*Travail demandé*
[1] Relevez, dans l'ordre, toutes les phrases interrogatives de l'extrait fourni sur les circonscriptions législatives.
[2] D'après l'extrait fourni, quel texte précise la liste des cantons qui composent les circonscriptions législatives de la Somme ?
[3] Mettez à jour le passage de l'extrait fourni compris entre "Néanmoins, ce qui" et "un ou deux ?", inclus, en remplaçant "Somme" par "Sarthe".

*Extrait fourni*
--*--
Néanmoins, ce qui semble simple est en fait plus compliqué qu’il n’y paraît sur le plan du droit. En effet, pour ce qui concerne, encore une fois, le département de la Somme, les cinq circonscriptions législatives sont composées de cantons. La liste est précisée dans l’ordonnance du 29 juillet 2009, ordonnance ayant force de loi. Imaginons qu’un nouveau canton soit créé à partir d’anciens cantons de deux circonscriptions différentes : quelles seront les conséquences ? On ne saura plus quel est le député dans ce canton. Y en aura-t-il un ou deux ?

Au-delà de cet aspect pratique, c’est toute la carte des circonscriptions qui va évoluer. Dans quelle circonscription se trouvera ce nouveau canton ? Dans la première ou dans la deuxième ? La population de cette circonscription - on sait qu’il s’agit de l’indicateur principal - va s’en trouver augmentée pour l’une et diminuée pour l’autre. Est-ce bien légal ?
--*--
*Extrait des données*
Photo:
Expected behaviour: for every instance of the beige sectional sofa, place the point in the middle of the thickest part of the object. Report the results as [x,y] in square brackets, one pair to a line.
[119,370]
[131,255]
--*--
*Résultats finaux*
[1]
1. Imaginons qu’un nouveau canton soit créé à partir d’anciens cantons de deux circonscriptions différentes : quelles seront les conséquences ?
2. Y en aura-t-il un ou deux ?
3. Dans quelle circonscription se trouvera ce nouveau canton ?
4. Dans la première ou dans la deuxième ?
5. Est-ce bien légal ?

[2] L’ordonnance du 29 juillet 2009, qui a force de loi.

[3]
Néanmoins, ce qui semble simple est en fait plus compliqué qu’il n’y paraît sur le plan du droit. En effet, pour ce qui concerne, encore une fois, le département de la Sarthe, les cinq circonscriptions législatives sont composées de cantons. La liste est précisée dans l’ordonnance du 29 juillet 2009, ordonnance ayant force de loi. Imaginons qu’un nouveau canton soit créé à partir d’anciens cantons de deux circonscriptions différentes : quelles seront les conséquences ? On ne saura plus quel est le député dans ce canton. Y en aura-t-il un ou deux ?